肘部管症候群は,肘関節における尺骨神経の圧迫または牽引である。症状としては,肘関節痛および尺骨神経の分布領域における錯感覚などがある。症状および徴候ならびにときに神経伝導検査によって本症が示唆される。治療法としては,副子固定のほか,ときに外科的な圧迫解除などがある。
(手疾患の概要および評価も参照のこと。)
肘関節またはまれに手関節において,尺骨神経がよく刺激を受ける。肘部管症候群は,肘関節に体重をかけるか,または長期および過度の肘関節の屈曲によって生じることが最も多い。手根管症候群よりも頻度は低い。肘関節内側の靱帯を損傷することがある野球の投球(特にスライダー)がリスクをもたらす。
肘部管症候群の症状と徴候
肘部管症候群の症状としては,尺骨神経の分布に沿ったしびれおよび錯感覚(環指および小指ならびに手の尺側面において)や肘関節痛などがある。進行期には,手の内在筋ならびに環指および小指の屈筋の筋力低下が発生することがある。筋力低下は,母指と示指でつまむ動作および手の把握動作を障害する。

### 取り組む課題
• 1. 引用文に出てくる指の名称をすべて書き出せ。
• 2. 引用文のうち、「肘部管症候群は,肘関節におけ」から始まり「よび手の把握動作を障害する。」で終わる部分を一字一句たがえずに書き写せ。

### データ抜粋
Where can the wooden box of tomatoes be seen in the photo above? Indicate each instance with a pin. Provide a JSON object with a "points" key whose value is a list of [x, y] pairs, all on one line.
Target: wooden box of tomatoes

### 解答例
• 1. 環指、小指、母指、示指

• 2.
肘部管症候群は,肘関節における尺骨神経の圧迫または牽引である。症状としては,肘関節痛および尺骨神経の分布領域における錯感覚などがある。症状および徴候ならびにときに神経伝導検査によって本症が示唆される。治療法としては,副子固定のほか,ときに外科的な圧迫解除などがある。
(手疾患の概要および評価も参照のこと。)
肘関節またはまれに手関節において,尺骨神経がよく刺激を受ける。肘部管症候群は,肘関節に体重をかけるか,または長期および過度の肘関節の屈曲によって生じることが最も多い。手根管症候群よりも頻度は低い。肘関節内側の靱帯を損傷することがある野球の投球(特にスライダー)がリスクをもたらす。
肘部管症候群の症状と徴候
肘部管症候群の症状としては,尺骨神経の分布に沿ったしびれおよび錯感覚(環指および小指ならびに手の尺側面において)や肘関節痛などがある。進行期には,手の内在筋ならびに環指および小指の屈筋の筋力低下が発生することがある。筋力低下は,母指と示指でつまむ動作および手の把握動作を障害する。